Pick out each line in the records below that contains the string "pole", with case counting, and copy those lines.

* start Stored data *

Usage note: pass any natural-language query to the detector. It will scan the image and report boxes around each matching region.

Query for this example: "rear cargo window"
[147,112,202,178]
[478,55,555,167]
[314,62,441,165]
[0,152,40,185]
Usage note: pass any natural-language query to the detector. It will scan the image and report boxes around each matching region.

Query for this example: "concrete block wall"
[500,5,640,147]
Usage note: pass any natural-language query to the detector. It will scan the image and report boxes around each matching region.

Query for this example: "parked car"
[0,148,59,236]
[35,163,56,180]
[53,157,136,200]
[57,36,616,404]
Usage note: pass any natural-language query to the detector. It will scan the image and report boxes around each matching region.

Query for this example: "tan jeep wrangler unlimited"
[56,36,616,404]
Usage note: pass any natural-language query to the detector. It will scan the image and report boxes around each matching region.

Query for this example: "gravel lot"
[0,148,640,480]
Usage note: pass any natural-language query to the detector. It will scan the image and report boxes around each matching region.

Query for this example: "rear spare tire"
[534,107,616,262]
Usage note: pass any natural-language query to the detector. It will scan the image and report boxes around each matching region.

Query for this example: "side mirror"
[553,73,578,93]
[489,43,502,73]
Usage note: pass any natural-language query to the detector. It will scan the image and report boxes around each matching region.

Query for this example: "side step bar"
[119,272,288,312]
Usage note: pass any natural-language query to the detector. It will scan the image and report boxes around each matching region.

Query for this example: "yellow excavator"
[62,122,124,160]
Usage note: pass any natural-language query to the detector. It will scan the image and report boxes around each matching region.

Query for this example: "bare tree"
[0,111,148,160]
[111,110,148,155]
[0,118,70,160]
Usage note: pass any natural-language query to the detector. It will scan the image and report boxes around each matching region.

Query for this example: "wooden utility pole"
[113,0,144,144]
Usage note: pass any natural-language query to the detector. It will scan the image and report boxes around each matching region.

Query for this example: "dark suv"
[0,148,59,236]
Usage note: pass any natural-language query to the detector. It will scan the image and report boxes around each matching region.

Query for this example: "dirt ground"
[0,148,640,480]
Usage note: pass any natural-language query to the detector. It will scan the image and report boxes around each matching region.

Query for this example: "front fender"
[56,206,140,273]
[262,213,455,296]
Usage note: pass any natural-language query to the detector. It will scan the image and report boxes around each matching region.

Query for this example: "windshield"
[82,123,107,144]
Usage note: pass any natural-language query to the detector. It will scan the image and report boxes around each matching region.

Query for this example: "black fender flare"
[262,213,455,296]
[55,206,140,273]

* end Stored data *
* start Stored data *

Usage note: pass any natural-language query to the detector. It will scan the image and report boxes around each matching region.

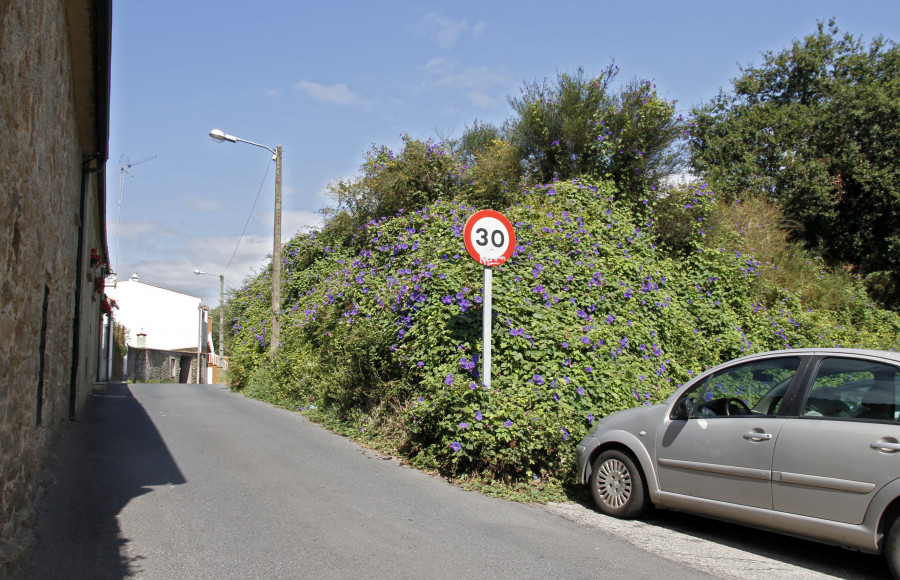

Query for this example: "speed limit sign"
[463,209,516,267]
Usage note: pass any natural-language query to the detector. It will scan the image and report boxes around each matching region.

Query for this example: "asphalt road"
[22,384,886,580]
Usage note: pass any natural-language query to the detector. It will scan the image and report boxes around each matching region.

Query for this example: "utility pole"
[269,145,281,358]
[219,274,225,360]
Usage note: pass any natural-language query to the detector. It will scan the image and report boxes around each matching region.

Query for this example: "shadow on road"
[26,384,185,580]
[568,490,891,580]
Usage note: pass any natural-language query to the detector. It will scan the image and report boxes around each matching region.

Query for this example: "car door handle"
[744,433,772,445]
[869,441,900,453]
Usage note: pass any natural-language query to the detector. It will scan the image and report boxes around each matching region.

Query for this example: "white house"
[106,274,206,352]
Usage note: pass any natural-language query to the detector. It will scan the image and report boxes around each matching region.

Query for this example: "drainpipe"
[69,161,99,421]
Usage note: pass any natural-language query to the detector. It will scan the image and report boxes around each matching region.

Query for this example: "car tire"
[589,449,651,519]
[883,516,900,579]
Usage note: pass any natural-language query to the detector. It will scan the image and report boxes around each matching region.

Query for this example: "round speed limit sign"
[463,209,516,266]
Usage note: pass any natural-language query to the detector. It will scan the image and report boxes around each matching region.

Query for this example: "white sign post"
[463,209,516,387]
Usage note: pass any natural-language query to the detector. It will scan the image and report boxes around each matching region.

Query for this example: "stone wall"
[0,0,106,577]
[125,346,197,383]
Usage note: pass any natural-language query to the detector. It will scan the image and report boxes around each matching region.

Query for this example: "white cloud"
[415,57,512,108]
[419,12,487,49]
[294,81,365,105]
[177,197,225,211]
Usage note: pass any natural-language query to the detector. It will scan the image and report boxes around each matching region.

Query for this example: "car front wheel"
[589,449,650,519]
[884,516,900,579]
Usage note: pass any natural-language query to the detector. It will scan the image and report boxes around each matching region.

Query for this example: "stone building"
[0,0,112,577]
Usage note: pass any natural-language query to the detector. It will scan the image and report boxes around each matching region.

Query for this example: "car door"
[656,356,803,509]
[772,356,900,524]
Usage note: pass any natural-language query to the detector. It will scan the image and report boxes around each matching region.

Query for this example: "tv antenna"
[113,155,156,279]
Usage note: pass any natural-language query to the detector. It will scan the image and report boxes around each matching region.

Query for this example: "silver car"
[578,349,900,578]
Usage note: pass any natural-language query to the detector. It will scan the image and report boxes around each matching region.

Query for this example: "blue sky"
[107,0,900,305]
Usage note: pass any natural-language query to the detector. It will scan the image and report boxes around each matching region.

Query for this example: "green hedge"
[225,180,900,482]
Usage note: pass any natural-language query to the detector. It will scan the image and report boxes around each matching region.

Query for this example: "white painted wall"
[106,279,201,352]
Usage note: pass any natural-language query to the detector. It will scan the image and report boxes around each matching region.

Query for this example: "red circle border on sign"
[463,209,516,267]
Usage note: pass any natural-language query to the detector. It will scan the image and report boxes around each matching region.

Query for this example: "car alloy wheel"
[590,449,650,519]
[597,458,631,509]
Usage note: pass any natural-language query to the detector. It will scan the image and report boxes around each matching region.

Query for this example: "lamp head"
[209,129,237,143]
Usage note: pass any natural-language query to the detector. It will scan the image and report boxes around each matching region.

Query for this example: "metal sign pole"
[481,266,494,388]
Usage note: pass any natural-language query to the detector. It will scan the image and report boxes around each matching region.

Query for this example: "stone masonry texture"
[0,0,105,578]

* end Stored data *
* start Stored data *

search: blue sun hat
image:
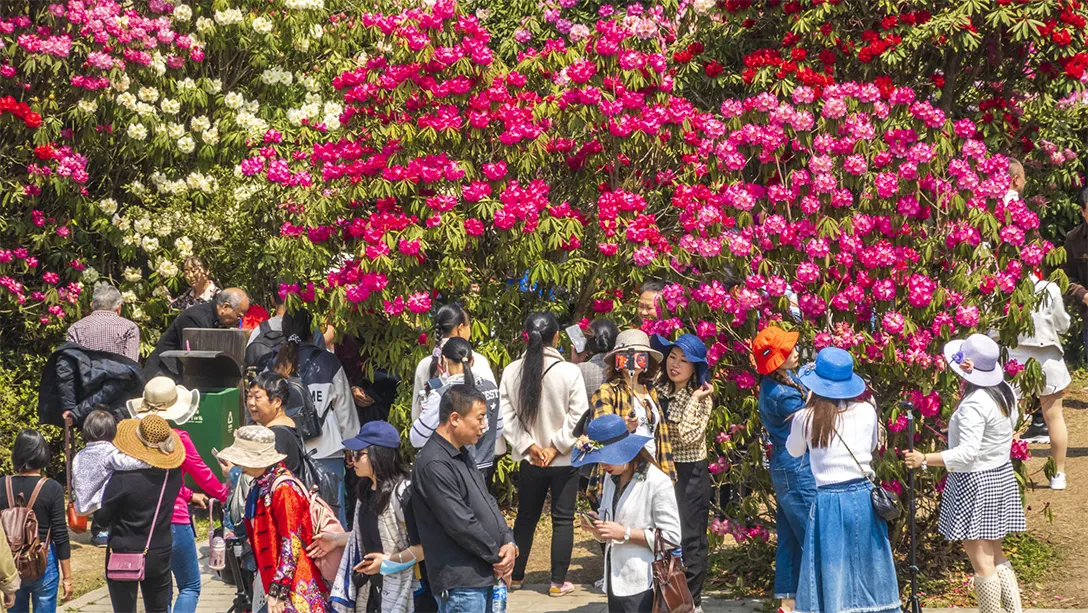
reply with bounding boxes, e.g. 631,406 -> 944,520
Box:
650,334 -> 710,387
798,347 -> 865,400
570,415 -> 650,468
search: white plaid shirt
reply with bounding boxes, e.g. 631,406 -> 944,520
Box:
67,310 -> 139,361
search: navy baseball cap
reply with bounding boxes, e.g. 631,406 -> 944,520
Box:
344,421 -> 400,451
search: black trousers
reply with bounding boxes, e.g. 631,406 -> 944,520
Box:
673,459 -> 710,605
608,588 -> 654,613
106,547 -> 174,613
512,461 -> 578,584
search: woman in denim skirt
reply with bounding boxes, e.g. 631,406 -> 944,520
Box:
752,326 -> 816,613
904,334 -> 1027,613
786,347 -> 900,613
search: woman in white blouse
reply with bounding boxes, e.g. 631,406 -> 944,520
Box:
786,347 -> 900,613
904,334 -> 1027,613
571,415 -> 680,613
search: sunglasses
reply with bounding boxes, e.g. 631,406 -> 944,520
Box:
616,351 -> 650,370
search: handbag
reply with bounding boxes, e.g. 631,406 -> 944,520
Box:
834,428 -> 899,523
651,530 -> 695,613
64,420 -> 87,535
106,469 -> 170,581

* end Stored data *

• [Result below]
Query for this example: "wooden utility pole"
Query for this example: "utility pole"
Query for this example: "metal sign pole"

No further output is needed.